▸ **Texte source**:

= = = =

Mon docteur et moi, une relation en mutation
Depuis 300 ans, la façon d’exercer la médecine ne cesse de se transformer, tout comme le rapport entre médecins et patients.
Par Jean Hamann
Il y a 50 ans, une personne qui s’éveillait au milieu de la nuit en proie à de vives douleurs à l’abdomen pouvait appeler son médecin et espérer le voir accourir à son chevet. Aujourd’hui, si ce même malade veut être traité par son médecin de famille, il doit prendre son mal en patience jusqu’au matin, contacter la réception de son groupe de médecine familiale à l’ouverture des bureaux où, avec un peu de chance, on lui fixera un rendez-vous deux mois plus tard. Le moment venu, la consultation durera au mieux une dizaine de minutes. Net, fret, sec.

= = = =

▸ **Données fournies**:
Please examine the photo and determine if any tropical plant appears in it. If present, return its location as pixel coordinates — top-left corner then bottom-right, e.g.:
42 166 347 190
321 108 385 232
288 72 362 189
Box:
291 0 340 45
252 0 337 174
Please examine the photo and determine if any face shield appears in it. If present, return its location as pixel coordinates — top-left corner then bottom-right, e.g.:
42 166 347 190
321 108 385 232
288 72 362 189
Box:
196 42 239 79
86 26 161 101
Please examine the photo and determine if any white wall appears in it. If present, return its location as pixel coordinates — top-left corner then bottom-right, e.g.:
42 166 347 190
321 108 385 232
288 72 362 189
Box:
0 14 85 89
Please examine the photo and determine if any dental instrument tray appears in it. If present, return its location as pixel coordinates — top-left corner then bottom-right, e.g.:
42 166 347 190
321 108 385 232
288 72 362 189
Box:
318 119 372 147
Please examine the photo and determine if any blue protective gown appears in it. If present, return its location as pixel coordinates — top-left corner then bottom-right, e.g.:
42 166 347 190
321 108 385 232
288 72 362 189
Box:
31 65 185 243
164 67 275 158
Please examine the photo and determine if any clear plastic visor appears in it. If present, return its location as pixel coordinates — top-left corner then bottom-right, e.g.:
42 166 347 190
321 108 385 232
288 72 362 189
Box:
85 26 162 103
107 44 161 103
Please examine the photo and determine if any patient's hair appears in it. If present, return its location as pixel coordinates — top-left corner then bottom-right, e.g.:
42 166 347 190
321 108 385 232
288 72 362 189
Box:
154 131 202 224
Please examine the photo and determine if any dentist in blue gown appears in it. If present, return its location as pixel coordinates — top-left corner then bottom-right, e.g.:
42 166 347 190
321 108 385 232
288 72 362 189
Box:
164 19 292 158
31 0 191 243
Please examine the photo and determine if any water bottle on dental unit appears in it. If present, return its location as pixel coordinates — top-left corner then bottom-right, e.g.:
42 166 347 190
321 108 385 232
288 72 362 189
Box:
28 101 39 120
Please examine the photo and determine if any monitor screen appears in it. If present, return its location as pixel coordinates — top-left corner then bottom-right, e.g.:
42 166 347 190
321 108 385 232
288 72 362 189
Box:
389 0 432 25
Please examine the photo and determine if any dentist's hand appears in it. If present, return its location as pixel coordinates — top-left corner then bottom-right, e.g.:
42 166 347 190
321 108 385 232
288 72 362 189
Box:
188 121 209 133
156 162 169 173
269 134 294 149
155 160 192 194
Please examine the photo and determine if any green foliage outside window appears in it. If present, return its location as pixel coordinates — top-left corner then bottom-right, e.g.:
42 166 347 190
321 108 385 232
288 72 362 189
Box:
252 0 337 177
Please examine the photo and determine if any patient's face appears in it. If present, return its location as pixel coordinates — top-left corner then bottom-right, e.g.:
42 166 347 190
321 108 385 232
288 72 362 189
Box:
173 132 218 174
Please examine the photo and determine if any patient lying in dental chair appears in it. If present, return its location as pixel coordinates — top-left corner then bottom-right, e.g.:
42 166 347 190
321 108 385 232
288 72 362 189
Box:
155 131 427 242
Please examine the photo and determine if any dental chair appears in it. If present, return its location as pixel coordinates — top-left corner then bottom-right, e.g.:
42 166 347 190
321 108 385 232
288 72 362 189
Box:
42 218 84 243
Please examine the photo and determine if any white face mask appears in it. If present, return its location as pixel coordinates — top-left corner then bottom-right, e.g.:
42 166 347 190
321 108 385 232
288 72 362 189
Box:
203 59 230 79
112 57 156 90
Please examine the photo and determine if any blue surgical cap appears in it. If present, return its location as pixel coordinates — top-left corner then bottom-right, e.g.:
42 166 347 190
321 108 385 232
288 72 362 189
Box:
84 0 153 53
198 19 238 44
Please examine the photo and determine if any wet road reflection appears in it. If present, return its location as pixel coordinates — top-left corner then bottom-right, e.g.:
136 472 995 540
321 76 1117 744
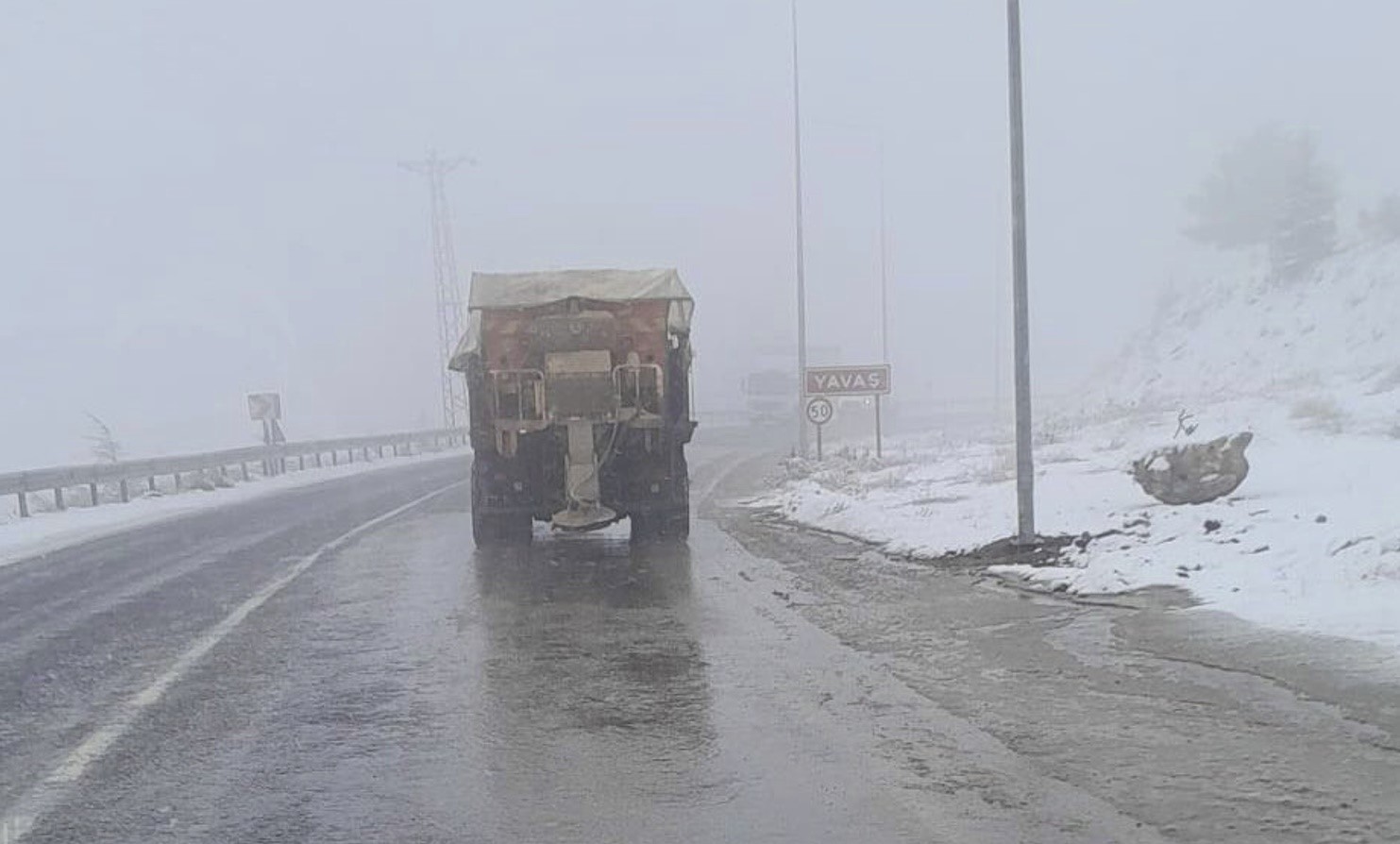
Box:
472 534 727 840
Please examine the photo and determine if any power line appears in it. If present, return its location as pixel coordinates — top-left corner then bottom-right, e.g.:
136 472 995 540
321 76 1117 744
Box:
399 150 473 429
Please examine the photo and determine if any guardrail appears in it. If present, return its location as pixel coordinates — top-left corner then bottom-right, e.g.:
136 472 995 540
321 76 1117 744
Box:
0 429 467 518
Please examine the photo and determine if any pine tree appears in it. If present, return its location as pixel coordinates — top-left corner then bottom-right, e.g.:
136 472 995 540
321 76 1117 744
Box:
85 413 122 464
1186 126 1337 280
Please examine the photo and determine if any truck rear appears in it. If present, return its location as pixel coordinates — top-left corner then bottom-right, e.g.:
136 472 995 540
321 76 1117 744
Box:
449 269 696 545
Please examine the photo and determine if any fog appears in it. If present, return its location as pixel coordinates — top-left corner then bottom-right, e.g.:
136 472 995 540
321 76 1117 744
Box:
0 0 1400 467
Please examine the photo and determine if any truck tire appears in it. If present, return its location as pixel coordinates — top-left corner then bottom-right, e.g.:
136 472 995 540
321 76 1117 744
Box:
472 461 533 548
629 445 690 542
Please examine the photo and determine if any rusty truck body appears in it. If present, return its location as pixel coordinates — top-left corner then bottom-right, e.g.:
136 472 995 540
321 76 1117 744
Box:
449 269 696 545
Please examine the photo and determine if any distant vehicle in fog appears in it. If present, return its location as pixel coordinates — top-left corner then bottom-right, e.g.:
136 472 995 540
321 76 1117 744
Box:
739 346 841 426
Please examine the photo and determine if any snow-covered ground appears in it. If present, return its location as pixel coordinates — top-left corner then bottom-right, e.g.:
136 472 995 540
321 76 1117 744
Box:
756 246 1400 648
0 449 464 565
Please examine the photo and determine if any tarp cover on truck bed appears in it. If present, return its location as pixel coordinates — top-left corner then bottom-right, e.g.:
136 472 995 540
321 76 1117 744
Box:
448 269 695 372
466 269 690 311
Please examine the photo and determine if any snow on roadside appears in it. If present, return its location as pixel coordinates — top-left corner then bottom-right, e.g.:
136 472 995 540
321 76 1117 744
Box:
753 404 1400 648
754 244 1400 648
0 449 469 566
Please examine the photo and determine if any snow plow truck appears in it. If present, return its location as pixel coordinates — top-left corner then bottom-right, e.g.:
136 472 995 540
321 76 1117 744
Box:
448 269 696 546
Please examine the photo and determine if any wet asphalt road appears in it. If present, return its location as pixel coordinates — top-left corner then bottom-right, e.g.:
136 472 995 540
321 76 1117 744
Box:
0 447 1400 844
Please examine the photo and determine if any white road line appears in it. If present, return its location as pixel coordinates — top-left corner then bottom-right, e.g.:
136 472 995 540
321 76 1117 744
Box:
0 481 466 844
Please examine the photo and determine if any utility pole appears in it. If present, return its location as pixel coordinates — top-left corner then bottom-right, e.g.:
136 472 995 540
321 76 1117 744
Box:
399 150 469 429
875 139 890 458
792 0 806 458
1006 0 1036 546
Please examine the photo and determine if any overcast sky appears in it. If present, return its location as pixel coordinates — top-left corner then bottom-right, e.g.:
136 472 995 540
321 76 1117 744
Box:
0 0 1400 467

= = = =

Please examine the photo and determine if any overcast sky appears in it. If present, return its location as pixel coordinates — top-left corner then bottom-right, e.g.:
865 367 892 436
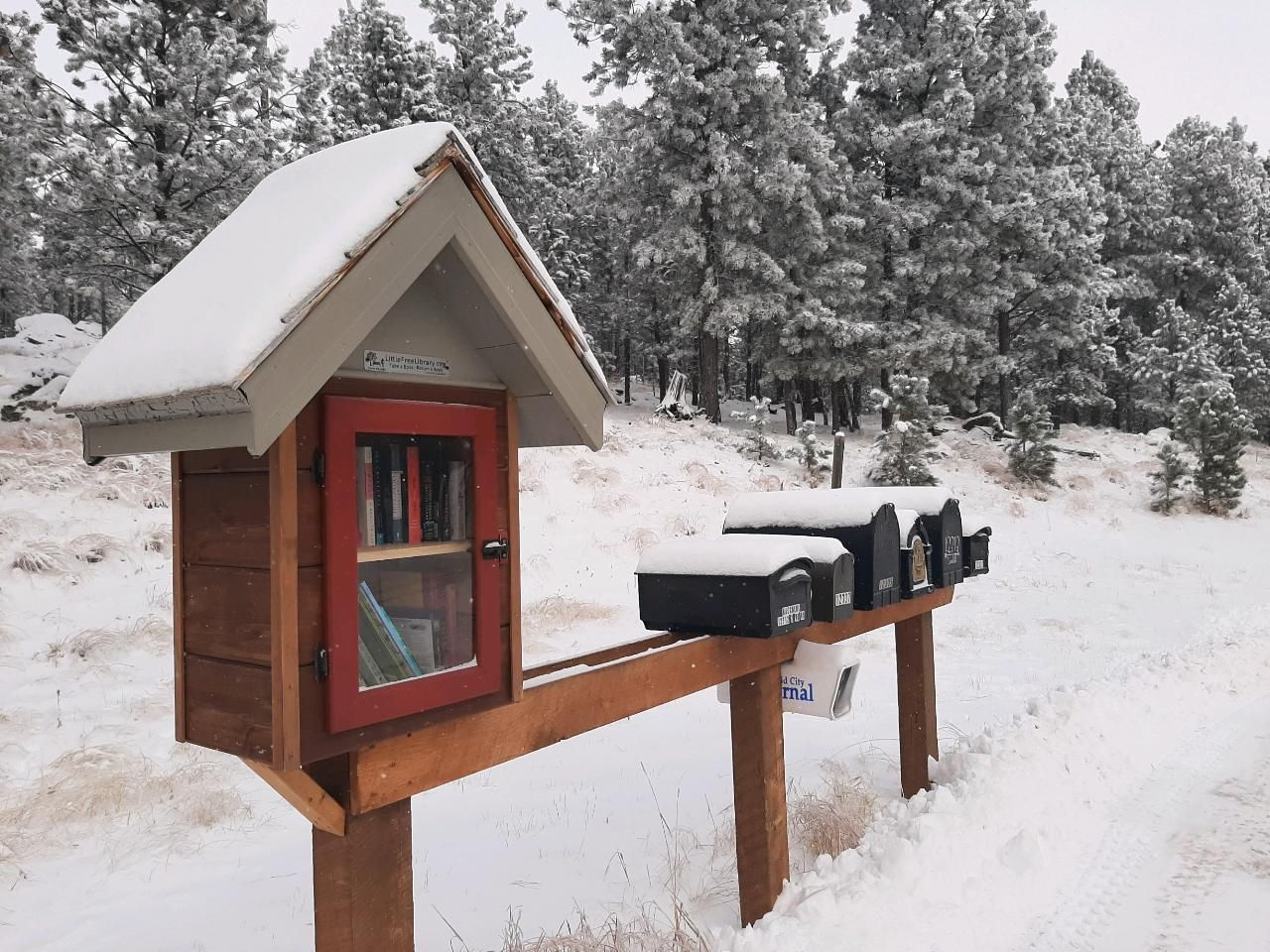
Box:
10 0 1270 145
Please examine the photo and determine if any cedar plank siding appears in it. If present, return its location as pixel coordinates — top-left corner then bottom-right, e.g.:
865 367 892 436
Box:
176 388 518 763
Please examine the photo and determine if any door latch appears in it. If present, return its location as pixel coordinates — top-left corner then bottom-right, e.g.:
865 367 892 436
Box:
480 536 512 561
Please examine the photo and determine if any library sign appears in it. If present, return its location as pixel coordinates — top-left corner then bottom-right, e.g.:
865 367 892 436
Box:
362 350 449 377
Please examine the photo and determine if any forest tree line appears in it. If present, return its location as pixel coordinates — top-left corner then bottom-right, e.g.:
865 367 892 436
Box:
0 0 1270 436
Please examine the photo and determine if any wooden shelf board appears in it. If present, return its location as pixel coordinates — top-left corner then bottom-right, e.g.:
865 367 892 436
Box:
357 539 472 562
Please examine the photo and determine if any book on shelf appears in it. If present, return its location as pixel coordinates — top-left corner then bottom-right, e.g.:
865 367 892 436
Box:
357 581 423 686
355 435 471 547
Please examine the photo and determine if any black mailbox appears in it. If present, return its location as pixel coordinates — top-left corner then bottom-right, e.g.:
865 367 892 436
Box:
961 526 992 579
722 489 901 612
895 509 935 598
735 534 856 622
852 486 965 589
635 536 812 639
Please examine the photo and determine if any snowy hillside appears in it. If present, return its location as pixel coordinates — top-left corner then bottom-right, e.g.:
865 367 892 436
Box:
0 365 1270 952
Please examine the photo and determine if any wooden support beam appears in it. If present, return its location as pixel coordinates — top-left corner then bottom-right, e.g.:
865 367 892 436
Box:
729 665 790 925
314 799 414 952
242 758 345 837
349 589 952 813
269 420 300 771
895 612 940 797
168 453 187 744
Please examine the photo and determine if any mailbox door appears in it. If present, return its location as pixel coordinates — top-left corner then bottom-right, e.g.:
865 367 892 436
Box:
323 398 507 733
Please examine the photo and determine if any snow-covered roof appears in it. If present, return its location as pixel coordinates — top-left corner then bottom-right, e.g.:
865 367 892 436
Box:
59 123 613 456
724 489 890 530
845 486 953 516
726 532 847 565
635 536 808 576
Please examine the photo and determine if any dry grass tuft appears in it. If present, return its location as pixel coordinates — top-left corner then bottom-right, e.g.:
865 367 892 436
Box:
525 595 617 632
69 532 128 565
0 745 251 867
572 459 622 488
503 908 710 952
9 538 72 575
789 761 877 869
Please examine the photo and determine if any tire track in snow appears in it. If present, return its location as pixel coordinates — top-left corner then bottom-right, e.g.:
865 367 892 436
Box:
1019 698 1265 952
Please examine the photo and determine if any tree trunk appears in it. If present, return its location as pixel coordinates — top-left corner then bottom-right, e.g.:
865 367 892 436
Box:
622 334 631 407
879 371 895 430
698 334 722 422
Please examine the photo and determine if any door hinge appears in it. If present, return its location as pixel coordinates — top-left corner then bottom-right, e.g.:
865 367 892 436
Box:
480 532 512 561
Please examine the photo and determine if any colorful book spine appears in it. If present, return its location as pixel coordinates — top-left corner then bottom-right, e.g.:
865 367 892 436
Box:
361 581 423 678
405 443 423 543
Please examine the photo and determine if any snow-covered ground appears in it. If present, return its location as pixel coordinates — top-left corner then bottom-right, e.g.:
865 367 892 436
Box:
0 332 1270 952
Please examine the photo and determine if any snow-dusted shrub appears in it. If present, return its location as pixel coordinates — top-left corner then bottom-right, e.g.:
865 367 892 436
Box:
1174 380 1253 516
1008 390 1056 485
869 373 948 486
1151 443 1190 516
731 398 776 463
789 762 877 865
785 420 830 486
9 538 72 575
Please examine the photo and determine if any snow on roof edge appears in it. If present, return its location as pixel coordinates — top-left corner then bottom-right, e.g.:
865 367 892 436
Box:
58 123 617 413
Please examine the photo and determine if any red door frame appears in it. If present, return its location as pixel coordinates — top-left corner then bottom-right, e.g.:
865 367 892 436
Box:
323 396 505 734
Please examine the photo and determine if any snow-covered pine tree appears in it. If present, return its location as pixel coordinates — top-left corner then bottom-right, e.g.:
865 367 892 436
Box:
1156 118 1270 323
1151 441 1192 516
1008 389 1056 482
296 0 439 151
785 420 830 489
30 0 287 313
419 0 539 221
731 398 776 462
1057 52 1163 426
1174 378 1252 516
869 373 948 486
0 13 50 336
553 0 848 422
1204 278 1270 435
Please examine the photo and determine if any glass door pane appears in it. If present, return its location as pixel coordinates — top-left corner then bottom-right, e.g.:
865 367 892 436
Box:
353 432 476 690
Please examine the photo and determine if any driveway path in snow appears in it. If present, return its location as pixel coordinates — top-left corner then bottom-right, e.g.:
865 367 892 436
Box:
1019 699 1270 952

= = = =

▸ **Consigne**:
Les affirmations suivantes sont-elles conformes au texte sur la relation entre médecins et patients ? Pour chacune, répondez par oui ou par non et citez mot pour mot les mots du texte qui tranchent.
1. Il y a 50 ans, un malade réveillé la nuit par une douleur pouvait espérer voir son médecin venir à son chevet.
2. Aujourd’hui, une consultation chez le médecin de famille dure au moins une demi-heure.
3. Le rapport entre médecins et patients est resté le même depuis 300 ans.

▸ **Réponse**:
1. Oui : « pouvait appeler son médecin et espérer le voir accourir à son chevet »
2. Non : « la consultation durera au mieux une dizaine de minutes »
3. Non : « Depuis 300 ans, la façon d’exercer la médecine ne cesse de se transformer, tout comme le rapport entre médecins et patients. »